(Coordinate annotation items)

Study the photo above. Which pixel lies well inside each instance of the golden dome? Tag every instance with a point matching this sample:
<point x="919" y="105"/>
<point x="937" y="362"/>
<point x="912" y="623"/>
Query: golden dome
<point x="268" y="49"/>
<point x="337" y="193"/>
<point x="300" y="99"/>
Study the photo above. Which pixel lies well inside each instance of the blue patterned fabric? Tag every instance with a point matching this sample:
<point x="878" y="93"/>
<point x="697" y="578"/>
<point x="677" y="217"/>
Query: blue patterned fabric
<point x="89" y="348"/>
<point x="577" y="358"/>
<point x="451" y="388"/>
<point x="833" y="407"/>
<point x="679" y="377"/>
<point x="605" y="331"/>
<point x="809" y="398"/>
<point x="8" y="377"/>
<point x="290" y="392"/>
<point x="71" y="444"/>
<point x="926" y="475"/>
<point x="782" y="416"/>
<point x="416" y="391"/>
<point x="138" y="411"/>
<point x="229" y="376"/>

# [PROBLEM STATEMENT]
Write out all of the items above again, requests included, adding 134 to every x and y coordinate in the answer points. Leave the sample points inside the requests unchanged.

# [OUTPUT]
Study the photo above. Which pixel lies well inside each instance of the golden dome? Tag every instance with a point matching this sample:
<point x="919" y="105"/>
<point x="937" y="362"/>
<point x="912" y="623"/>
Query: golden dome
<point x="402" y="183"/>
<point x="471" y="327"/>
<point x="434" y="233"/>
Study the photo above. Which pixel lies well inside each instance of the blue patterned fabric? Tag every instance with a point matching this sample:
<point x="878" y="93"/>
<point x="697" y="578"/>
<point x="677" y="217"/>
Query: blue patterned fabric
<point x="223" y="482"/>
<point x="711" y="492"/>
<point x="585" y="522"/>
<point x="967" y="541"/>
<point x="813" y="511"/>
<point x="739" y="465"/>
<point x="943" y="532"/>
<point x="142" y="511"/>
<point x="424" y="526"/>
<point x="205" y="578"/>
<point x="1060" y="609"/>
<point x="916" y="550"/>
<point x="550" y="525"/>
<point x="272" y="545"/>
<point x="363" y="510"/>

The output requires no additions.